Given instruction:
Update the data from the line with "I would be grateful for your help with the wooden" to the line with "point(1182, 217)" by changing "peeling bark" to "flaking bark". Return only those lines, with everything else left as it is.

(Image point annotation entries)
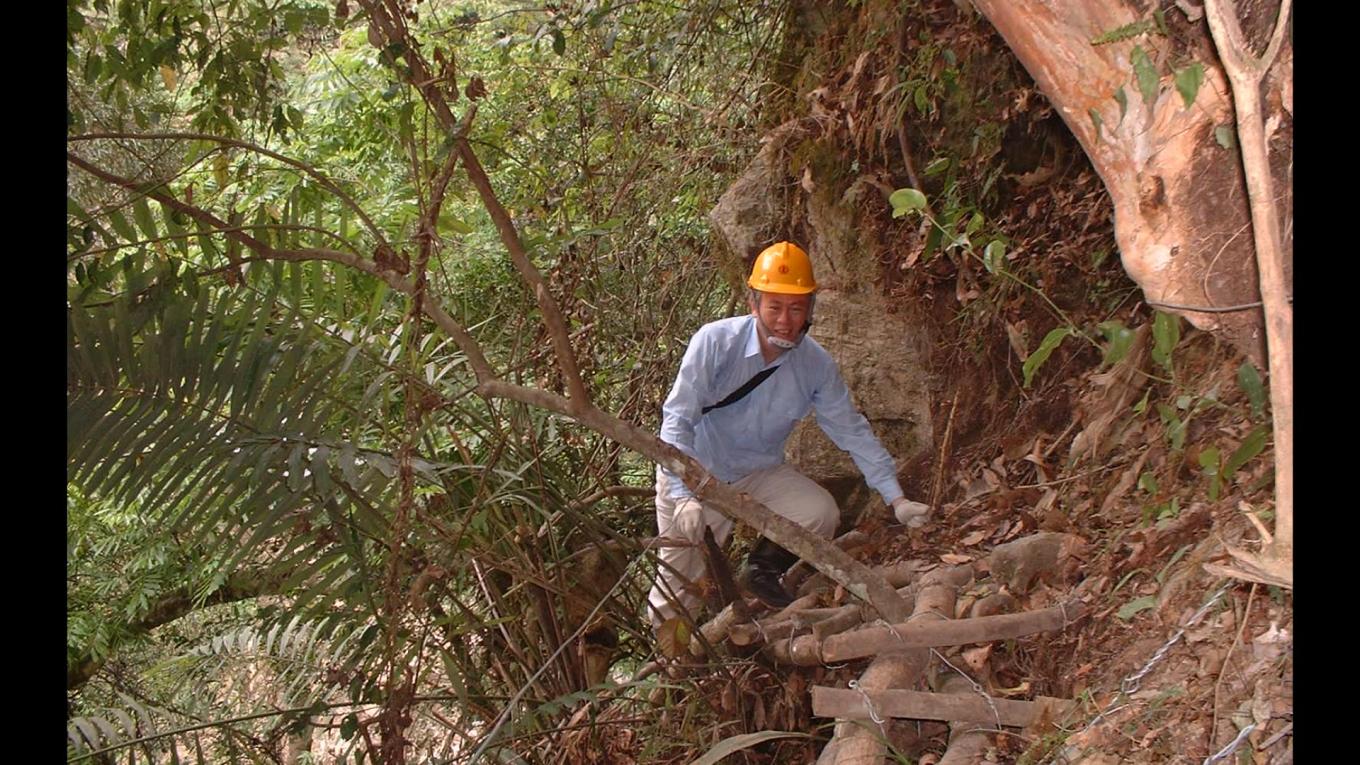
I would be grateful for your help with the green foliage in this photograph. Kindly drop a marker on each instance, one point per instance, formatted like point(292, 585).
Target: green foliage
point(1126, 31)
point(739, 742)
point(230, 415)
point(1050, 342)
point(1187, 82)
point(1251, 384)
point(1118, 340)
point(906, 200)
point(1145, 74)
point(1136, 607)
point(1166, 334)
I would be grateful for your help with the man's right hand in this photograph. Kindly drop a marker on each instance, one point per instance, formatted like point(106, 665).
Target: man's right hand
point(914, 515)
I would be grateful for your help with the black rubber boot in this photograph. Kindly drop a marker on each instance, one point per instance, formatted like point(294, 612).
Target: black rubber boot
point(765, 566)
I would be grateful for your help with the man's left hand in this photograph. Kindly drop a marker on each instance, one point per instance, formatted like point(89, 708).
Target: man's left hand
point(914, 515)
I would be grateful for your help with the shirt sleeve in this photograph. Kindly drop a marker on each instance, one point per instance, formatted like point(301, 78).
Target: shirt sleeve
point(684, 406)
point(849, 429)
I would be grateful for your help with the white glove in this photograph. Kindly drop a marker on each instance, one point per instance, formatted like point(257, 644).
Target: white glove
point(914, 515)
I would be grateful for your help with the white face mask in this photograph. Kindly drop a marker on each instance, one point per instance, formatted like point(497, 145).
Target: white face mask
point(779, 342)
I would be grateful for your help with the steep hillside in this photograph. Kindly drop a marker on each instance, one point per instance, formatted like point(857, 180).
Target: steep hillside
point(996, 342)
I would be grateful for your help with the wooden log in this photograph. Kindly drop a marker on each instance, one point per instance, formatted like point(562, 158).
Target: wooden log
point(773, 629)
point(846, 704)
point(849, 617)
point(898, 575)
point(864, 745)
point(716, 629)
point(1019, 562)
point(849, 542)
point(871, 641)
point(969, 742)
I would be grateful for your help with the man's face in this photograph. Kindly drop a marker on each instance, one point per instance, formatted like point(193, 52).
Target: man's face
point(782, 316)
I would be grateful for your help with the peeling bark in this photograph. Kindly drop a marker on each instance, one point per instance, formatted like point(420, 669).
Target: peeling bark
point(1181, 204)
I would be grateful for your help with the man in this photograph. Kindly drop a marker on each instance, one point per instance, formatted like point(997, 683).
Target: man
point(743, 384)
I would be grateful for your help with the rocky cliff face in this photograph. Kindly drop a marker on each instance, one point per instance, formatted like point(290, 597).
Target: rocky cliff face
point(881, 353)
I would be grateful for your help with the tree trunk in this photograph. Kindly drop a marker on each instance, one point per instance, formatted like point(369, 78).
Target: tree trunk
point(1182, 217)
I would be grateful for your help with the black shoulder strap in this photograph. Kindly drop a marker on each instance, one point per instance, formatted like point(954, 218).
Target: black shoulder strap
point(741, 392)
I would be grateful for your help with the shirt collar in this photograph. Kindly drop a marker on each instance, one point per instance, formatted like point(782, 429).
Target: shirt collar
point(752, 338)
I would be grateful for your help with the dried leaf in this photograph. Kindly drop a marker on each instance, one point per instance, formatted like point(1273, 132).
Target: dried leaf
point(673, 637)
point(974, 538)
point(977, 658)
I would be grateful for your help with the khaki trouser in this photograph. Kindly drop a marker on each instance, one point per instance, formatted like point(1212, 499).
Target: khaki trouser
point(782, 489)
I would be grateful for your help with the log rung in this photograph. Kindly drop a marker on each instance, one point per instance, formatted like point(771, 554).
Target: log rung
point(846, 704)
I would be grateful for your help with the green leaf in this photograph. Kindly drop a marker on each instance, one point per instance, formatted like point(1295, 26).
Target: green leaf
point(1119, 339)
point(1251, 445)
point(121, 226)
point(1145, 74)
point(906, 200)
point(937, 166)
point(1187, 82)
point(1143, 404)
point(1251, 384)
point(1175, 428)
point(1148, 483)
point(1133, 607)
point(1209, 466)
point(457, 226)
point(1043, 351)
point(744, 741)
point(1166, 331)
point(994, 255)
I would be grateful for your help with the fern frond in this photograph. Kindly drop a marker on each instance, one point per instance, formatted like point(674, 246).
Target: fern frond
point(1126, 31)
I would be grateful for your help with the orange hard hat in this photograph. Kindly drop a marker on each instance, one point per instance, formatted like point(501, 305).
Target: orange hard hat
point(785, 268)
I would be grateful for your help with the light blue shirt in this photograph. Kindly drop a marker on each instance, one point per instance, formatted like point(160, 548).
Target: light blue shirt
point(740, 438)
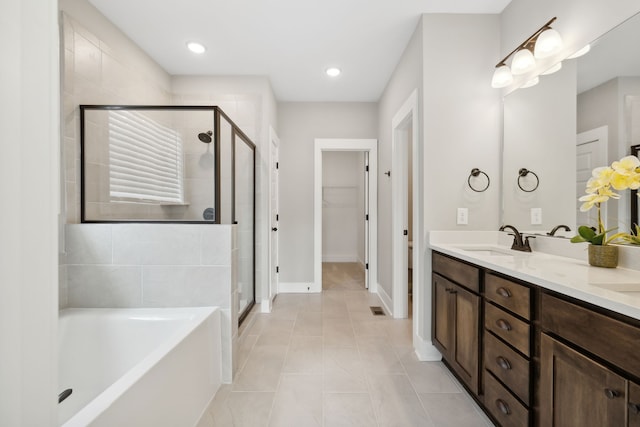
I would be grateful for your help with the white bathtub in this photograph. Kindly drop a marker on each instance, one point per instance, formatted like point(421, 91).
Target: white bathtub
point(138, 367)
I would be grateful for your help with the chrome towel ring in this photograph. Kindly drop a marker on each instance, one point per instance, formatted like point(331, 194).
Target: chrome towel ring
point(524, 172)
point(475, 172)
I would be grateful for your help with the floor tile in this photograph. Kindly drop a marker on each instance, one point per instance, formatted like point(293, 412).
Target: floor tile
point(348, 409)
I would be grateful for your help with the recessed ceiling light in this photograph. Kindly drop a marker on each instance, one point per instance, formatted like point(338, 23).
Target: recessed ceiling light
point(196, 47)
point(333, 72)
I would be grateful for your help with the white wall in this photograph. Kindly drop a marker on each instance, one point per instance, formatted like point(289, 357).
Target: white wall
point(298, 125)
point(406, 78)
point(29, 187)
point(342, 206)
point(100, 66)
point(540, 135)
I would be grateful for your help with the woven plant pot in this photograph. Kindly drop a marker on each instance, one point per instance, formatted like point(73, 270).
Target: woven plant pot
point(603, 256)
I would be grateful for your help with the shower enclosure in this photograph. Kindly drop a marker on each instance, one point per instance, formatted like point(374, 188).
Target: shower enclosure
point(173, 164)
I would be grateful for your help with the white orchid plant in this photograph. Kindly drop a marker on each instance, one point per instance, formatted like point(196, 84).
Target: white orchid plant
point(621, 175)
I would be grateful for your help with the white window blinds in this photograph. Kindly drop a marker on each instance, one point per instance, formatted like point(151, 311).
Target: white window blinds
point(145, 159)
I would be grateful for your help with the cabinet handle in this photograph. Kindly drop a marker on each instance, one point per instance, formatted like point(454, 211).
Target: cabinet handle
point(611, 394)
point(503, 324)
point(503, 407)
point(503, 363)
point(503, 292)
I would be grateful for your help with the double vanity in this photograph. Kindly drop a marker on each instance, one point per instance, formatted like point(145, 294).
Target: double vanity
point(538, 338)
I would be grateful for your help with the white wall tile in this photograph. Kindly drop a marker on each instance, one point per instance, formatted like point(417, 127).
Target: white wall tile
point(155, 244)
point(88, 244)
point(180, 286)
point(104, 286)
point(216, 245)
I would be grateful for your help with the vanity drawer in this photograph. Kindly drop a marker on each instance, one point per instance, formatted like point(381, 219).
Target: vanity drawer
point(508, 294)
point(611, 339)
point(508, 327)
point(503, 406)
point(461, 273)
point(507, 365)
point(634, 405)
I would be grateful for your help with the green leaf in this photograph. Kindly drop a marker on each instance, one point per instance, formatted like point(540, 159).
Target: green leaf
point(586, 233)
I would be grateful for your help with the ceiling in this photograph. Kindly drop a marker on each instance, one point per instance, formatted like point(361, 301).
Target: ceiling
point(292, 42)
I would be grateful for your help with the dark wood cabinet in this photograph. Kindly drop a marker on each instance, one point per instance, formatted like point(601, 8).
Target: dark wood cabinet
point(577, 391)
point(531, 356)
point(456, 317)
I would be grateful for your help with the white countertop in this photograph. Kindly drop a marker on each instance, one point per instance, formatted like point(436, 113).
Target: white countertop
point(616, 289)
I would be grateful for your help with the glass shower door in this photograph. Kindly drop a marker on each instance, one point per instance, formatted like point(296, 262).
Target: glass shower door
point(244, 213)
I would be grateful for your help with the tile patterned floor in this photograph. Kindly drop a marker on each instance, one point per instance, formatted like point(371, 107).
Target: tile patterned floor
point(325, 360)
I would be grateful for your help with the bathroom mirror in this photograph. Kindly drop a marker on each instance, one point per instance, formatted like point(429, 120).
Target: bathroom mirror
point(149, 163)
point(550, 128)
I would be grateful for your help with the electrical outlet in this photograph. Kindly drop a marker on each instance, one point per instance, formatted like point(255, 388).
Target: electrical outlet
point(536, 216)
point(463, 216)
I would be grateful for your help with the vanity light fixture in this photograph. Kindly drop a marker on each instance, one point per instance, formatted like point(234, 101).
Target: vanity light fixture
point(333, 71)
point(543, 43)
point(534, 81)
point(196, 47)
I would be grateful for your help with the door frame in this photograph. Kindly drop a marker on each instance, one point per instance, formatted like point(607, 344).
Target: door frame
point(407, 113)
point(272, 288)
point(364, 145)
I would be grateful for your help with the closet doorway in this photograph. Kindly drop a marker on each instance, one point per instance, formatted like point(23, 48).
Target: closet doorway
point(335, 197)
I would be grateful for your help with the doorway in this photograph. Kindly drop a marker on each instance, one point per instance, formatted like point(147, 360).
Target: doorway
point(406, 202)
point(368, 149)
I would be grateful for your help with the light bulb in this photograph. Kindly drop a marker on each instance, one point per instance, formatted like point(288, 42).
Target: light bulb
point(502, 77)
point(547, 43)
point(523, 61)
point(534, 81)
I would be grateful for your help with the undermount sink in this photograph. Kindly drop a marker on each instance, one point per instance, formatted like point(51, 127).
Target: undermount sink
point(626, 288)
point(486, 251)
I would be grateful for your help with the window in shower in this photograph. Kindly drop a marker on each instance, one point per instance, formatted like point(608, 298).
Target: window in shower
point(150, 164)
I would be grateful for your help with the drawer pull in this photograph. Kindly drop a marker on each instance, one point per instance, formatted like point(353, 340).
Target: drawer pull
point(503, 292)
point(503, 363)
point(503, 407)
point(503, 324)
point(611, 394)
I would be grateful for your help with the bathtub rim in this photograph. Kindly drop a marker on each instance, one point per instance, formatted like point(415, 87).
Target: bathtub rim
point(106, 398)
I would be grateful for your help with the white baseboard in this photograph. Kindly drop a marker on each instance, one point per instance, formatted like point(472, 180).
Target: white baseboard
point(340, 258)
point(425, 350)
point(386, 300)
point(296, 288)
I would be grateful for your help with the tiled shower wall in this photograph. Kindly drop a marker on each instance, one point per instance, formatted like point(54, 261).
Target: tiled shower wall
point(154, 265)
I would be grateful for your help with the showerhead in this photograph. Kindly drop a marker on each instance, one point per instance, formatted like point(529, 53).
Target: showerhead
point(205, 137)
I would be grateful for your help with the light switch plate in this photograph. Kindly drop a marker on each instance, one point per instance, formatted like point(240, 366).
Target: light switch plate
point(536, 216)
point(463, 216)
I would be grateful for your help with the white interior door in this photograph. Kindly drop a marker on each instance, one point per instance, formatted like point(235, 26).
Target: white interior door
point(591, 152)
point(274, 220)
point(366, 220)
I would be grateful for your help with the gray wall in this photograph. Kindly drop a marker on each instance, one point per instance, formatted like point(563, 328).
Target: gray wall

Reply:
I would be grateful for your help with the wooden log in this photograph. Kindly drop a marker on each instance, one point per instance, formatted like point(562, 158).
Target: wooden log
point(773, 629)
point(846, 704)
point(849, 617)
point(898, 575)
point(864, 745)
point(716, 629)
point(1019, 562)
point(849, 542)
point(871, 641)
point(969, 742)
I would be grateful for your help with the man's face in this photograph. Kindly drop a marker on each instance, one point per instance, formatted like point(193, 52).
Target: man's face
point(782, 316)
I would be grateful for your help with the flaking bark in this photograph. Kindly drop a marker on each instance, one point per instance, formatted like point(420, 669).
Target: flaking bark
point(1181, 204)
I would be grateful for your help with the man in this photograph. Kindly drop a marker on each instance, one point per instance, formatted like point(997, 683).
Target: man
point(743, 384)
I would be grateful for your help with the rocky cliff face in this photograph. Kindly drop a marker on each instance, one point per instance, formatted like point(290, 597).
Target: rocky cliff face
point(881, 353)
I would be grateful for your help with the tree trunk in this photograph. Kindly drop a marker on each instance, one point per instance, formatted like point(369, 78).
Target: tree trunk
point(1182, 217)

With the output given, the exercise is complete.